▶ **TEXTO DE ESTUDIO**
>>

Y también hay que recordarlo: 1991 fue el año en que se estrenó esa película completamente olvidable que fue la comedia sexy Sueño tropical, con el protagonismo de la entonces muy popular Hilda Rabilero; y Jorge Luis Sánchez iniciaba su artística cruzada para hacerle justicia audiovisual a uno de los más extraordinarios poetas cubanos de todos los tiempos con el muy notable documental ¿Dónde está Casal?, ahora mismo menos visto y recordado de lo que se debiera.
En el mismo Festival que mencionamos antes fue reconocido, con el Coral al mejor cortometraje de ficción, una obra realizada en coproducción con Francia y que continúa casi inédita, Fortuna la que ha querido, de Orlando Rojas, quien permanecería luego casi una década sin rodar otras ficciones. Mientras tanto, el premio especial del jurado en esa misma categoría fue para Sed, de Enrique Álvarez, una obra adelantada en espíritu y concepto al cine cubano que recrea las angustias juveniles y problemas generacionales en el siglo XXI.
Respecto al cine proveniente de otros entornos, 1991 fue, para los críticos cubanos, el año para entronizar Nostalgia (1983), como la mejor película exhibida ese año. Para quienes lo olvidaron, se trata de la penúltima película realizada por el poeta del cine Andrei Tarkovski, y la primera que pudo hacer luego de la dolorosa decisión de abandonar la URSS; el filme contiene, y expresa, toda su tristeza y decepción, además del irreprimible deseo de otorgar el don de la belleza y la sensibilidad para todos aquellos que quisieran compartir su sentido de lo que debía ser una película.

<<

▶ **TAREA 1**
Resume en dos oraciones el texto sobre el cine en Cuba en 1991.
▶ **TAREA 2**
Transcribe sin cambios el pasaje del texto sobre el cine en Cuba en 1991 que va de "Respecto al cine" a "ser una película.", ambos incluidos.
▶ **TAREA 3**
Prolonga el texto sobre el cine en Cuba en 1991 a partir de su última oración.

(Registros de un conjunto de datos)
>>

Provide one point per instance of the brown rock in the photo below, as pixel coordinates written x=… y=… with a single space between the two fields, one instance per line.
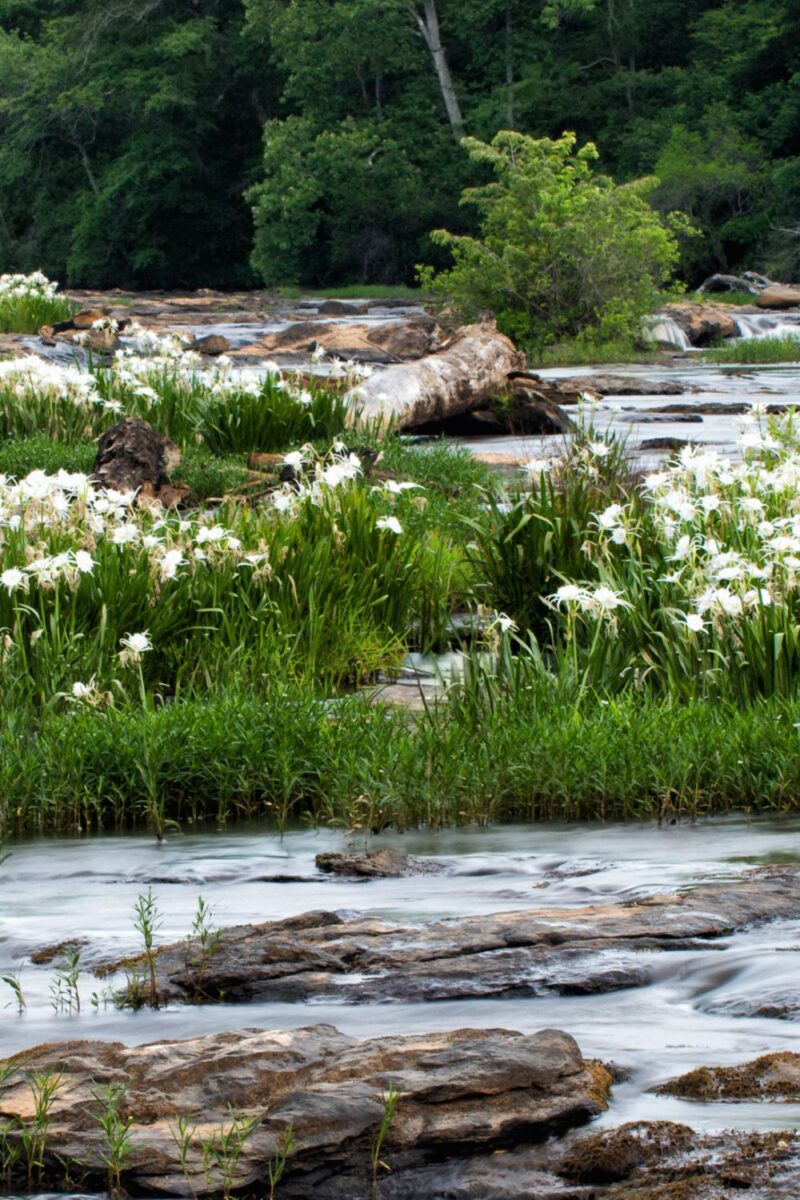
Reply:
x=461 y=1092
x=774 y=1077
x=370 y=960
x=131 y=456
x=779 y=295
x=211 y=346
x=376 y=864
x=703 y=323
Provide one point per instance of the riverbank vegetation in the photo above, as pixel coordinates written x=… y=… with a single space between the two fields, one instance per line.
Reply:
x=621 y=636
x=139 y=143
x=757 y=351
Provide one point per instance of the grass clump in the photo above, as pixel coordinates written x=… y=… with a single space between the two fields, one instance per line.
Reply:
x=29 y=301
x=756 y=351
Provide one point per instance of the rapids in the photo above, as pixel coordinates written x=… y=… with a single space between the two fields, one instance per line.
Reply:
x=56 y=889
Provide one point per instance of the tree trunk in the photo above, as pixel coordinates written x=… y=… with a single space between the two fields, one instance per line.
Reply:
x=470 y=370
x=509 y=48
x=428 y=24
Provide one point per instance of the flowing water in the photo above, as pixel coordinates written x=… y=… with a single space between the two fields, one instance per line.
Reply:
x=58 y=889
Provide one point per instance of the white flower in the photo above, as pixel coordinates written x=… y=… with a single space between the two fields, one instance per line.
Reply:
x=84 y=562
x=611 y=516
x=390 y=523
x=13 y=579
x=137 y=643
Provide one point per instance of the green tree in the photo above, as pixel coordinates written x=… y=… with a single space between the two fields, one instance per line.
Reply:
x=564 y=251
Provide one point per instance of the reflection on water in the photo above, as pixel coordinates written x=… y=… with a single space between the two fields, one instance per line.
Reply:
x=54 y=889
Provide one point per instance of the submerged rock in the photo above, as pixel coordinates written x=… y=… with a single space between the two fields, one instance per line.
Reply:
x=774 y=1077
x=366 y=960
x=461 y=1093
x=376 y=864
x=703 y=324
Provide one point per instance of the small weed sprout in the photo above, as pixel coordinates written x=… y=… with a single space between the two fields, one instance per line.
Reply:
x=8 y=1152
x=390 y=1099
x=223 y=1150
x=12 y=979
x=116 y=1131
x=182 y=1133
x=146 y=919
x=64 y=990
x=205 y=936
x=277 y=1164
x=43 y=1086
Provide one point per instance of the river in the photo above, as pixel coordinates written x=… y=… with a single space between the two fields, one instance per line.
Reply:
x=62 y=888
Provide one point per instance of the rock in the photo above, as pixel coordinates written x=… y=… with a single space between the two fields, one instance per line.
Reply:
x=131 y=456
x=779 y=295
x=320 y=955
x=774 y=1077
x=461 y=1093
x=663 y=444
x=376 y=864
x=636 y=417
x=617 y=385
x=212 y=346
x=703 y=323
x=709 y=408
x=342 y=309
x=615 y=1153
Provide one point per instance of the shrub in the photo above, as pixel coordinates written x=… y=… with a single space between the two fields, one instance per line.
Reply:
x=564 y=251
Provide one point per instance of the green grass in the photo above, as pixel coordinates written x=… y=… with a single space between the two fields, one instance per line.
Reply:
x=290 y=756
x=26 y=315
x=757 y=351
x=567 y=354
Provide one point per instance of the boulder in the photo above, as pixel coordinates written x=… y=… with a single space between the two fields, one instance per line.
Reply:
x=597 y=948
x=703 y=323
x=376 y=864
x=211 y=346
x=132 y=457
x=779 y=295
x=595 y=385
x=461 y=1093
x=774 y=1077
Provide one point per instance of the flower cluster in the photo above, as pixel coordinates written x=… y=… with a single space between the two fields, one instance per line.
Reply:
x=20 y=287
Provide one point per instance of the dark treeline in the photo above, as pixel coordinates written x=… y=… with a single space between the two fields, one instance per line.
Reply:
x=187 y=143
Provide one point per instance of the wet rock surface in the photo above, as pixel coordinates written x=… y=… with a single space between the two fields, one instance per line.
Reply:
x=774 y=1077
x=595 y=949
x=385 y=864
x=461 y=1093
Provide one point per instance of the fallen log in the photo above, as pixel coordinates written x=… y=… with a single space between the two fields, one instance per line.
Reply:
x=470 y=370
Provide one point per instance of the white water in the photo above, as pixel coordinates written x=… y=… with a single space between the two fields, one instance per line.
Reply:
x=55 y=889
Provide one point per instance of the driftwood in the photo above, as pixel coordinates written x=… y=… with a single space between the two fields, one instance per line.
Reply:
x=470 y=370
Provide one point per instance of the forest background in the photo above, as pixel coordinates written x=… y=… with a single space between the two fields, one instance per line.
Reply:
x=235 y=143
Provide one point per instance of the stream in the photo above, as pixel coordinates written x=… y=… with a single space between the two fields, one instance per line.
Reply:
x=686 y=1017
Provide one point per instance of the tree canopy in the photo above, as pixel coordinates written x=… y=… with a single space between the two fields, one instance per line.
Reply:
x=166 y=143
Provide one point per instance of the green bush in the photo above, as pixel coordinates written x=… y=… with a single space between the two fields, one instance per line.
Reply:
x=564 y=251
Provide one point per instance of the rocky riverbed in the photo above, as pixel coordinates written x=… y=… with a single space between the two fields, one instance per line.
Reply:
x=476 y=988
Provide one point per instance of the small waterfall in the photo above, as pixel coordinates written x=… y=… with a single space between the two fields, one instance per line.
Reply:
x=665 y=333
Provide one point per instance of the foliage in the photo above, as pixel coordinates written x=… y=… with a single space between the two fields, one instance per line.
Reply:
x=563 y=251
x=757 y=349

<<

▶ **RESPUESTA ESCRITA 1**
En 1991 se estrenó la olvidable comedia Sueño tropical y Jorge Luis Sánchez presentó el notable documental ¿Dónde está Casal?, mientras que en el Festival el Coral al mejor cortometraje de ficción fue para Fortuna la que ha querido, de Orlando Rojas, y el premio especial del jurado en esa categoría fue para Sed, de Enrique Álvarez. Ese año los críticos cubanos consagraron Nostalgia (1983), penúltima película de Andrei Tarkovski, como la mejor película exhibida.

▶ **RESPUESTA ESCRITA 2**
Respecto al cine proveniente de otros entornos, 1991 fue, para los críticos cubanos, el año para entronizar Nostalgia (1983), como la mejor película exhibida ese año. Para quienes lo olvidaron, se trata de la penúltima película realizada por el poeta del cine Andrei Tarkovski, y la primera que pudo hacer luego de la dolorosa decisión de abandonar la URSS; el filme contiene, y expresa, toda su tristeza y decepción, además del irreprimible deseo de otorgar el don de la belleza y la sensibilidad para todos aquellos que quisieran compartir su sentido de lo que debía ser una película.

▶ **RESPUESTA ESCRITA 3**
La mayor parte de los preferidos por los críticos provenían de los años ochenta, porque la crisis del período especial se dejaba sentir en el ICAIC, en todo el país, y comenzaba a disminuir drásticamente el número de estrenos y de salas. Después de Nostalgia, por orden de votos, clasificaron la cubana María Antonia (Sergio Giral, 1990), la mexicano-argentina Yo, la peor de todas (María Luis Bemberg, 1990), una buena película grandiosamente sobrevalorada en Cuba, y el documental británico Bring on the Night (Michael Apted, 1985) protagonizado por Sting y otros músicos encargados de concebir el disco Sueño de tortugas azules.
En la lista de las mejores del año, según los críticos, figuró también el musical Los fabulosos Baker Boys (Steve Kloves, 1989) con Michelle Pfeiffer cantando, vestida de rojo, acostada sobre un piano, y enamorando incluso a los seres más recalcitrantemente gays de este planeta; la comedia estilo perestroika La fuente (Yuri Mamin, 1988), una de las últimas grandes películas soviéticas aplaudidas en Cuba y testimonio vital de una cinematografía cuya infraestructura comenzó a desintegrarse precisamente en 1991.
En el último lugar de aquella selección —en la cual todavía no participaba este servidor, puesto que me apresté a formar parte de la Asociación Cubana de la Prensa Cinematográfica (ACPC) solo en 1994, embullado por Rufo Caballero— quedaba finalmente la brasileña Días mejores vendrán (Carlos Diegues, 1989), protagonizada por una de las mejores comediantes del mundo, Marilia Pera, en el papel de Marialva, una aspirante a actriz que solo consigue trabajo en el departamento de doblajes, mientras sueña con protagonizar las sitcoms a las cuales le pone su voz. Porque el filme describe los precarios balances psicológicos de una nación obsesionada por lo que vende la televisión mientras enfrenta una cotidianidad frustrante y mezquina. Ojalá mi amigo Frank Padrón la reponga pronto en su espacio televisivo de cine latinoamericano.
Por supuesto que nunca lograría citar de memoria la lista de las mejores películas de 1991, y por ello me auxilié del libro memorioso Cartelera cinematográfica cubana (1960-2017), escrito por Sara Vega y Mario Naito. Este volumen fue la máquina del tiempo que me ayudó a volver a vivir, y a repensar, momentos plenos de sentido y ocurridos hace treinta años, cuando estaba redescubriendo a toda velocidad mi propia identidad, y por tanto se reformulaba raudamente mi relación con el cine.